Passage for review >>
□ □ □

The Kenya Ministry of Health won the Public Health Policy Award at the recently concluded African Palliative Care Association and Hospice Palliative Care Association of South Africa (APCA – HPCA) conference in Johannesburg.

The award was set aside for an African Ministry of Health to recognize its public policy advocacy effort at the national, regional or international level to improve patient access to palliative care in Africa.

Kenya Hospices and Palliative Care Association (KEHPCA) Executive Director was awarded in the individual category for her zealous advocacy for palliative care in the country and beyond.

These awards compliment others that the association has received in recognition of its effort towards improving access of palliative care to all.

Previous awards include the Red Ribbon Award and recognition of KEHPCA as the Leading Palliative Care Organization by the International Palliative Care Leadership Development Initiative in the year 2012.

The awards were sponsored by the Open Society Foundation to recognize the cumulative contributions of an African Ministry of Health, an individual and an institution whose public policy advocacy efforts at the national, regional, or international level have improved patient access to palliative care in Africa.

During the conference the ministers of health present signed their support for;

  1. The development of policy frameworks that strengthen health systems, by the integration of palliative care into hospital and community home-based care health services in order to reduce the suffering of the African people with life-limiting illnesses such as HIV, cancer and other communicable and non-communicable diseases, who are living with pain and other burdensome symptoms.
  2. The integration of palliative care services into national health budgets to ensure sustainable services.
  3. The use of the already established global and regional frameworks provided by the African Union and WHO, to ensure availability of, and access to, essential medicines and technologies for the treatment of pain and other symptoms being experienced by so many in Africa, including children. This includes the procurement and distribution of morphine, to ensure greater availability and access of this main opioid for the management of moderate to severe pain.
  4. The integration of palliative care into the nursing, medical school and other relevant training curricula and pre-service training programmes such as those for pharmacists, social workers, psychologists and the clergy. In addition, support shall be provided to candidates who desire to take up a career in palliative care. In-service training and capacity building on palliative care for health care providers is also critical.

□ □ □

The data >>
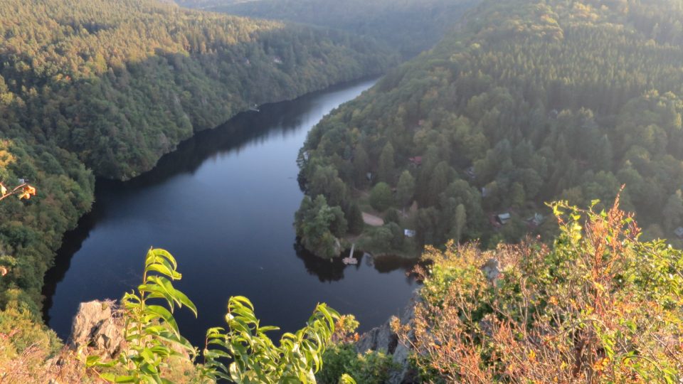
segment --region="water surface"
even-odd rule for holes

□ □ □

Questions to answer >>
1: Translate into Spanish this sentence from the article on palliative care awards: "The award was set aside for an African Ministry of Health to recognize its public policy advocacy effort at the national, regional or international level to improve patient access to palliative care in Africa."
2: Answer these questions from the article on palliative care awards:
(a) In which city was the conference held?
(b) Which organization sponsored the awards?
(c) Which opioid does the article name for managing moderate to severe pain?
3: Extract from the article on palliative care awards everything from "3. The use of" down to "to severe pain.".

Answers by item >>
1: El premio estaba reservado para un Ministerio de Salud africano, con el fin de reconocer su labor de promoción de políticas públicas a nivel nacional, regional o internacional para mejorar el acceso de los pacientes a los cuidados paliativos en África.

2:
(a) Johannesburg
(b) The Open Society Foundation
(c) Morphine

3:
3. The use of the already established global and regional frameworks provided by the African Union and WHO, to ensure availability of, and access to, essential medicines and technologies for the treatment of pain and other symptoms being experienced by so many in Africa, including children. This includes the procurement and distribution of morphine, to ensure greater availability and access of this main opioid for the management of moderate to severe pain.